WORK TO COMPLETE: Retrieve all lines below that have the string "foliage".

THE DATA:
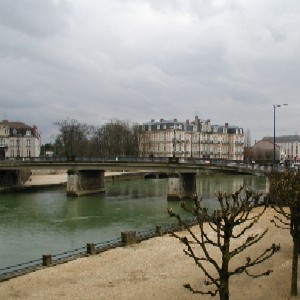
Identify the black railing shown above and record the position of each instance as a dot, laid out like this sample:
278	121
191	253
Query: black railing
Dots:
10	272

--

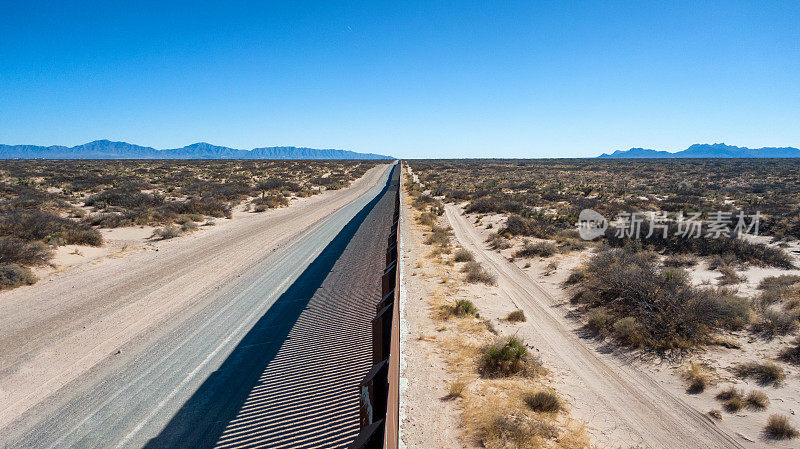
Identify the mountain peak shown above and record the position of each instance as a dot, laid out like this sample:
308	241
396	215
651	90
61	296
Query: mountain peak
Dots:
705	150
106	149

* * *

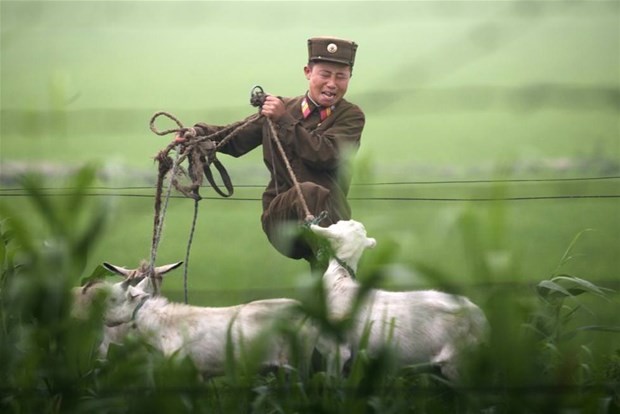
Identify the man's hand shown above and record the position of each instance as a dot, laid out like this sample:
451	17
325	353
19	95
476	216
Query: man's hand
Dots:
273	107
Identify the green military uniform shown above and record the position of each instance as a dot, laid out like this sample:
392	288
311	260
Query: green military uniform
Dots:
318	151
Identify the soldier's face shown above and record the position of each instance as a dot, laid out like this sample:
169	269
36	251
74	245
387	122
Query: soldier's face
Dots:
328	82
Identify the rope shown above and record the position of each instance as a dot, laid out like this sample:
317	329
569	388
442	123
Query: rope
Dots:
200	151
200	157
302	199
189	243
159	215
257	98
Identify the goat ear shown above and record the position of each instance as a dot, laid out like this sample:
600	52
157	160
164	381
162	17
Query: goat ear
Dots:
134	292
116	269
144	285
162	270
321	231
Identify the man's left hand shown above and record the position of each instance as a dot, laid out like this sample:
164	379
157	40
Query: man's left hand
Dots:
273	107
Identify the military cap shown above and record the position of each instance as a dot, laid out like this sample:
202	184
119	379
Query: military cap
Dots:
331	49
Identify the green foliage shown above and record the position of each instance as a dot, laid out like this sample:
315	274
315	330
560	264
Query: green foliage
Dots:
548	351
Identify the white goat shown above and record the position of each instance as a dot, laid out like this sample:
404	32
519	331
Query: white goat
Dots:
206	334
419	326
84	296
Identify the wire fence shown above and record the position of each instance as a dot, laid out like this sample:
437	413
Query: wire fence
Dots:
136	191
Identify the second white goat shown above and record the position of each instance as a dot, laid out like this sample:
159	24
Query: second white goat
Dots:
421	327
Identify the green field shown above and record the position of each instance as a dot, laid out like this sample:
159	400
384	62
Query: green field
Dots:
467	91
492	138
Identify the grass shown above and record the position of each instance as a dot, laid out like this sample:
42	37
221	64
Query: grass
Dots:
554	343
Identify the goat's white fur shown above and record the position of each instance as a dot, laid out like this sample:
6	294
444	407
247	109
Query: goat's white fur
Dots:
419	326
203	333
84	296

RESULT OF THE EXERCISE:
Identify the green foliage shown above and record the position of each instance as a dot, laid out like this sample:
Query: green foliage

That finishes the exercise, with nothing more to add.